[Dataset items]
-*-*-

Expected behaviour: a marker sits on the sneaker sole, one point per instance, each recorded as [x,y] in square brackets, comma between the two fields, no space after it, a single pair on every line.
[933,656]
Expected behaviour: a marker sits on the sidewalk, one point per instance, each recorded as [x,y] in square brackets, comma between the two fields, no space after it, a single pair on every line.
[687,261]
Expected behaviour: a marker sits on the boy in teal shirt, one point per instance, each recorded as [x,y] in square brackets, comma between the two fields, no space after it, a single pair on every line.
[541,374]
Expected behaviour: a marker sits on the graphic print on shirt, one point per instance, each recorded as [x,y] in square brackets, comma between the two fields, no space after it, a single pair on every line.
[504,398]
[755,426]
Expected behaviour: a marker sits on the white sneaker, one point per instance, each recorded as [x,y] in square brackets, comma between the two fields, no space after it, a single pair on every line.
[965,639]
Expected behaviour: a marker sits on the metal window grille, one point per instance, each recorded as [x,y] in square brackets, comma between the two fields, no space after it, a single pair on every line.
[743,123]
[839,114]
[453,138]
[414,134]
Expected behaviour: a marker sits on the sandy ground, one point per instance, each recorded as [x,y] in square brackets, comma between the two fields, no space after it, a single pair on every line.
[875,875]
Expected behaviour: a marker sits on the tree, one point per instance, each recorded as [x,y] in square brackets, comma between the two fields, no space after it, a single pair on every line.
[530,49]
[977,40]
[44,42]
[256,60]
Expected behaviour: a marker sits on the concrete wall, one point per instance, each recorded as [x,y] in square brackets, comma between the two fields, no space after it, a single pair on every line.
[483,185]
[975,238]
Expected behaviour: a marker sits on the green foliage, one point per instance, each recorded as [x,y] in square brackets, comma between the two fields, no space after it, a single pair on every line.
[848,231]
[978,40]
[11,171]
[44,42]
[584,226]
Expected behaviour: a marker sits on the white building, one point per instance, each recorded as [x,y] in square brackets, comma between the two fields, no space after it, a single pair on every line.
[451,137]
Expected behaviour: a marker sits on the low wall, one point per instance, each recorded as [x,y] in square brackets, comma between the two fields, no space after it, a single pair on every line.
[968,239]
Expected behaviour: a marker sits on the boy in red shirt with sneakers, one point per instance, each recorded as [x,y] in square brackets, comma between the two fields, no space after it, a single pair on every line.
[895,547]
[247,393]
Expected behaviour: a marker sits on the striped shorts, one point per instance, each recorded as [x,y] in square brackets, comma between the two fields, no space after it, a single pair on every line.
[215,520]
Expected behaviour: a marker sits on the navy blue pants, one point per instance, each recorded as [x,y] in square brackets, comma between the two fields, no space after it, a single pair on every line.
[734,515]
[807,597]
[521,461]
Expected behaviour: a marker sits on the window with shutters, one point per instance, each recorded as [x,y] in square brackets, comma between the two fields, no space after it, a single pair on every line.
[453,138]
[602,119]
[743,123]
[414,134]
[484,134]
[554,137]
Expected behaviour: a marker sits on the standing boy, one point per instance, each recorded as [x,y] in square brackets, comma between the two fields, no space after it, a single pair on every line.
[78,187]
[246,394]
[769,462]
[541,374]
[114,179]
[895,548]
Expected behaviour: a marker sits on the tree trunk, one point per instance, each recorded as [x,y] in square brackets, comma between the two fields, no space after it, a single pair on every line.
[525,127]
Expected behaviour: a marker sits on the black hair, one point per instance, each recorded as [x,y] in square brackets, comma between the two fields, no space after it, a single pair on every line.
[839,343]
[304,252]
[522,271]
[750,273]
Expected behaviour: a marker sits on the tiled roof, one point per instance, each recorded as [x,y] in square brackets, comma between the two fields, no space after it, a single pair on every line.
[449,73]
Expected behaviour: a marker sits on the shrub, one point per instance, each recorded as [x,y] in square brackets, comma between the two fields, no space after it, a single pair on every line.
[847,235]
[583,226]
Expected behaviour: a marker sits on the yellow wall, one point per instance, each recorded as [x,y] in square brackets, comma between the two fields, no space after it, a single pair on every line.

-*-*-

• Given request: In the records above, locate the line that contains "Expected behaviour: a marker sits on the tiled". Repeat it and every line after it, exactly, and nothing else.

• Completed exercise:
Expected behaviour: a marker sits on the tiled roof, one point per instance, each recorded as [x,y] in square brackets, comma between the two fields, no space after it, a single pair on every line.
[449,73]
Expected behaviour: a marker sits on the shrub, one point per instance, each recorded as [x,y] in square brackets, comma between the two fields, no space after it, a single pair on every line.
[847,235]
[583,226]
Expected behaviour: a marker sits on the yellow wall, one point per instance, each recorded as [x,y] in square brackets, comma between the two fields, no space after it, a single pair on every line.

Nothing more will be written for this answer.